**Saved entries**
+===+
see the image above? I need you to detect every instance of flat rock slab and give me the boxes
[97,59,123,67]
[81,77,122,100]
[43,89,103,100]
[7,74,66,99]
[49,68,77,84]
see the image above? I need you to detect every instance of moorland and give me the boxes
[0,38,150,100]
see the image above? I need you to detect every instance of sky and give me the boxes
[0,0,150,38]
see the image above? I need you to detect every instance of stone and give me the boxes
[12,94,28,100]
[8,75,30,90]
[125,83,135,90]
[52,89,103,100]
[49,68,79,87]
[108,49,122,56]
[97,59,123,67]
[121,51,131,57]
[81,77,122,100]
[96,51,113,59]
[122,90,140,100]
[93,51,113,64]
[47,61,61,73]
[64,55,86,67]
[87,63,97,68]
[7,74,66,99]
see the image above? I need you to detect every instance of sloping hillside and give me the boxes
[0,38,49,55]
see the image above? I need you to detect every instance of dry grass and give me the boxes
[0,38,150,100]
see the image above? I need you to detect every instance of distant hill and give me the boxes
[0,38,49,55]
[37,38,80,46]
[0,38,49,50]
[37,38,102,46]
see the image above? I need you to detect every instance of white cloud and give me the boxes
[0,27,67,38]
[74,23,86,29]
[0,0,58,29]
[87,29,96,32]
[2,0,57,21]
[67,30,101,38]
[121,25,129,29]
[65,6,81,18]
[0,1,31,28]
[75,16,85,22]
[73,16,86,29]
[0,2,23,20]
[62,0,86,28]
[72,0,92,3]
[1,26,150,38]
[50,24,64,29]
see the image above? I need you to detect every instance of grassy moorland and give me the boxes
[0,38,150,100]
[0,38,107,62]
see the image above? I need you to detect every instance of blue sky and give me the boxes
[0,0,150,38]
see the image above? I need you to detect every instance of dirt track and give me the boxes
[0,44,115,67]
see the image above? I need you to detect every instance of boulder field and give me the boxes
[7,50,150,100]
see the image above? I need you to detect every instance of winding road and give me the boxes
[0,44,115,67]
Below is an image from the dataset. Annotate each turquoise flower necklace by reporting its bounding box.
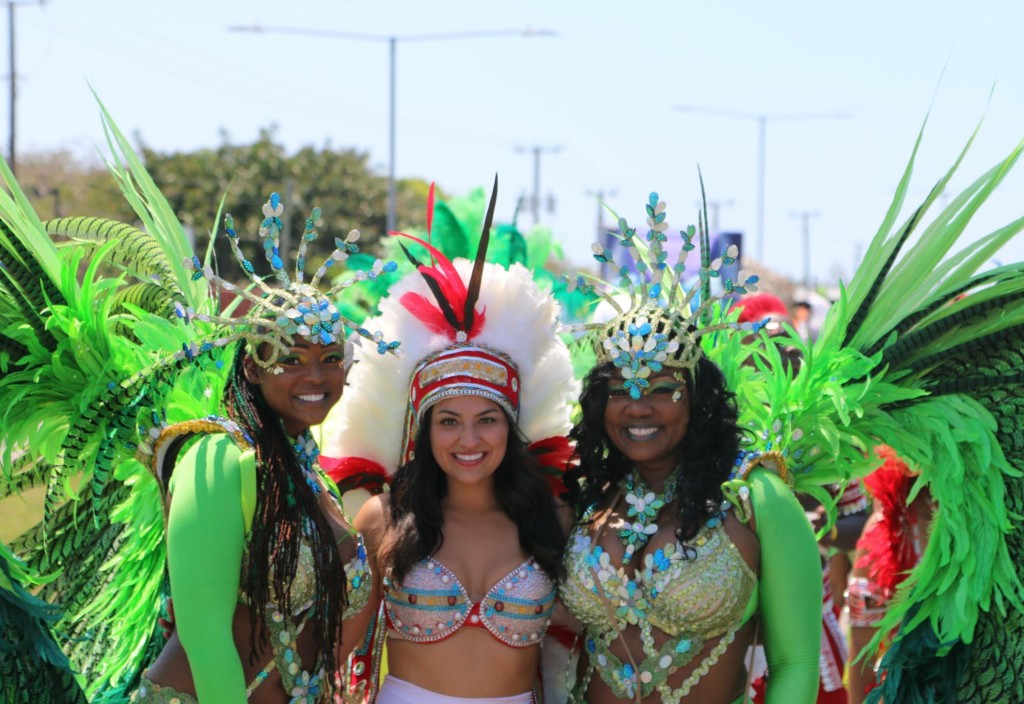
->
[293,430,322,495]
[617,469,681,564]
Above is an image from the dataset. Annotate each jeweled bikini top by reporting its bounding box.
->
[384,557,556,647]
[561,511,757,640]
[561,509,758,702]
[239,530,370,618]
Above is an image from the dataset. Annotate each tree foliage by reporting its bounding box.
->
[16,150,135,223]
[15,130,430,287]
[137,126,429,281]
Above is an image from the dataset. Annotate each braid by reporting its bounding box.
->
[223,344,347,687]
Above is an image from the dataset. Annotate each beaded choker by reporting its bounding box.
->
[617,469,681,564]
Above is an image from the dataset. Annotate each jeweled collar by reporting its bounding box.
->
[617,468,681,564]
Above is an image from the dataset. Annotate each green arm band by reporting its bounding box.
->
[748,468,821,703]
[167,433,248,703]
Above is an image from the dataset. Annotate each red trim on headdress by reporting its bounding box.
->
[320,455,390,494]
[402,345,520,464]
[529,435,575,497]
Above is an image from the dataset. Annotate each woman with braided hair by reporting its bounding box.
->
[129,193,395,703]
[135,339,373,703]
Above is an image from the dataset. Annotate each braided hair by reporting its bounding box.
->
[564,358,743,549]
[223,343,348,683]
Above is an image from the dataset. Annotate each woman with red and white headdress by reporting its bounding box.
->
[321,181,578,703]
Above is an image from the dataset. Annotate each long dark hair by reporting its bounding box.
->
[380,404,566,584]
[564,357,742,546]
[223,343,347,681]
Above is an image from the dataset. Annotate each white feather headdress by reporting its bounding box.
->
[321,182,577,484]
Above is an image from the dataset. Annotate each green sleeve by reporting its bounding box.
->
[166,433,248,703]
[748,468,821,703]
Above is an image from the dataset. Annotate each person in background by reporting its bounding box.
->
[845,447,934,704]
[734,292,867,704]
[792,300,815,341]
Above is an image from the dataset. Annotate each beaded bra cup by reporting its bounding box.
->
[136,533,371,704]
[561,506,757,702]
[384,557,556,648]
+===+
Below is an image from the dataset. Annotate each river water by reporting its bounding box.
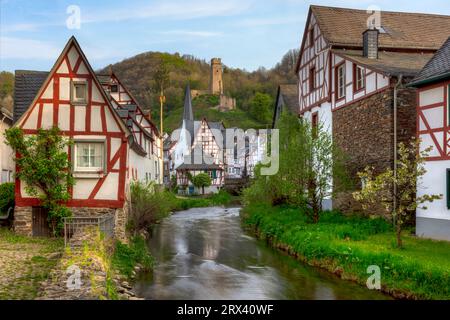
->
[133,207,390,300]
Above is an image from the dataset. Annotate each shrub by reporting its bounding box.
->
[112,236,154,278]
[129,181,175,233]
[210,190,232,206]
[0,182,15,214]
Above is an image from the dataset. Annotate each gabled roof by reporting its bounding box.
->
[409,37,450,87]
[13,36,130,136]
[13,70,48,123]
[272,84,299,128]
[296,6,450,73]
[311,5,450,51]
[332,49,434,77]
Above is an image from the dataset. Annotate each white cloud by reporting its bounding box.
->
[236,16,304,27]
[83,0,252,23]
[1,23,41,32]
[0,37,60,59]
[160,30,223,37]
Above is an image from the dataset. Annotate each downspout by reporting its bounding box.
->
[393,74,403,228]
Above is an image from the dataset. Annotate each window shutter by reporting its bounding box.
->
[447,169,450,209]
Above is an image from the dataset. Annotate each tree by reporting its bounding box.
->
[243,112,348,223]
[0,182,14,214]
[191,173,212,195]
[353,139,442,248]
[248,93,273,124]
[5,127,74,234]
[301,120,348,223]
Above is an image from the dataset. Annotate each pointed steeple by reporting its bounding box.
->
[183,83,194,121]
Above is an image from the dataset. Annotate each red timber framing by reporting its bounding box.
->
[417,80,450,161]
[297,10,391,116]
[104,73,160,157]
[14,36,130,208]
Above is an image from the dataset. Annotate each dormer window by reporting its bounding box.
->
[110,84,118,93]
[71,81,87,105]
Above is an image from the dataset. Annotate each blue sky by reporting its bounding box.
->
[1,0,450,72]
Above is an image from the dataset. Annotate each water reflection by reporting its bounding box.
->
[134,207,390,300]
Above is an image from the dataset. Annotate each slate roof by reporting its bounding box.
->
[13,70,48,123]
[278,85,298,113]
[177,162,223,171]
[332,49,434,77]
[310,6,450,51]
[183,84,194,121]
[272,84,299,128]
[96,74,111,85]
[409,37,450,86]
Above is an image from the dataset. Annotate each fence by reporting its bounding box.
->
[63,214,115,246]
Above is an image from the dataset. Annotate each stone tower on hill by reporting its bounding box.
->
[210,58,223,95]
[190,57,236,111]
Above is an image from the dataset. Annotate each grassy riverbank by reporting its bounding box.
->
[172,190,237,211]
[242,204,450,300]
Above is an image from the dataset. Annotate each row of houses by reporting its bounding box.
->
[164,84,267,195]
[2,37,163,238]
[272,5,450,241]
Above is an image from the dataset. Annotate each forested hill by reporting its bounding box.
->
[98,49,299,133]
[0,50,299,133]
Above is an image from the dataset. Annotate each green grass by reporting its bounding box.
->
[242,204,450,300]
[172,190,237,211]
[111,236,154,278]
+===+
**Assignment**
What the answer needs is every line from the data above with "headdress" in it.

**Exercise output**
Above is an image from the dataset. Annotate each red trim on headdress by reporting its bounding box.
Above is an image from the dataset. Annotate each woman with red and white headdress by reporting its bounding box.
Above is an image from the dataset. Annotate each white feather headdress by reporting its bounding box.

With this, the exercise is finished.